WHAT IS ASKED — Copy the entries below word for word, starting at the beginning of the entries and stopping after the line that contains "[356, 41, 388, 123]". Leave the pictures out of your copy.

Data items —
|---|
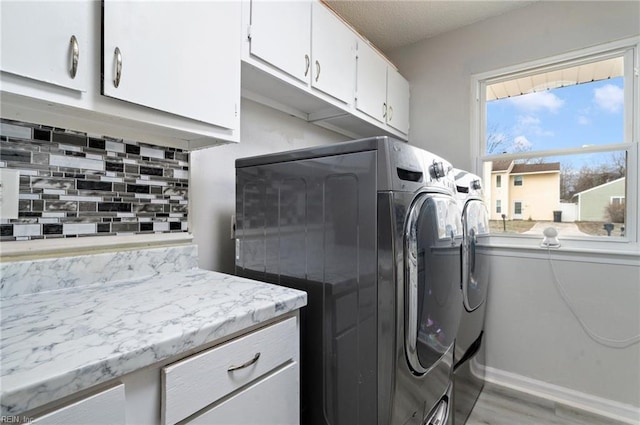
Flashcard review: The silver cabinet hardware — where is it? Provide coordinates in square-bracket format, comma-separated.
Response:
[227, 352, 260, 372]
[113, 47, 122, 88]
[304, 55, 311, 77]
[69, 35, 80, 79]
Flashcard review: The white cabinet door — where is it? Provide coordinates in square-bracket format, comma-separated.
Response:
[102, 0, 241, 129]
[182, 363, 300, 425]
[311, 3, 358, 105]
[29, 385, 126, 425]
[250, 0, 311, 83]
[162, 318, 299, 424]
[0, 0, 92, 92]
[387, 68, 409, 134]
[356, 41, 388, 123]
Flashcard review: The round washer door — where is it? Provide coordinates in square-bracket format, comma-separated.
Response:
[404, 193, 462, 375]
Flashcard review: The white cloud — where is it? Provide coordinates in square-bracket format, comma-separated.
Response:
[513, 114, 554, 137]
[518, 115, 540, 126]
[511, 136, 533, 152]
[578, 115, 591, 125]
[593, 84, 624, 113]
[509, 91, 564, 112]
|---|
THE COMPLETED TASK —
Flashcard review: The silver cabinet hardware — where is it? Provide coordinates in square-bracket format, comma-separated.
Response:
[227, 352, 260, 372]
[113, 47, 122, 88]
[304, 55, 311, 77]
[69, 35, 80, 79]
Flashcard review: The white cabinet door — where is it? Provide coordinates in square-bracket format, comma-separated.
Response:
[102, 0, 241, 129]
[182, 363, 300, 425]
[311, 3, 358, 105]
[29, 385, 126, 425]
[250, 0, 311, 83]
[162, 318, 299, 424]
[0, 0, 92, 92]
[387, 68, 409, 134]
[356, 41, 388, 123]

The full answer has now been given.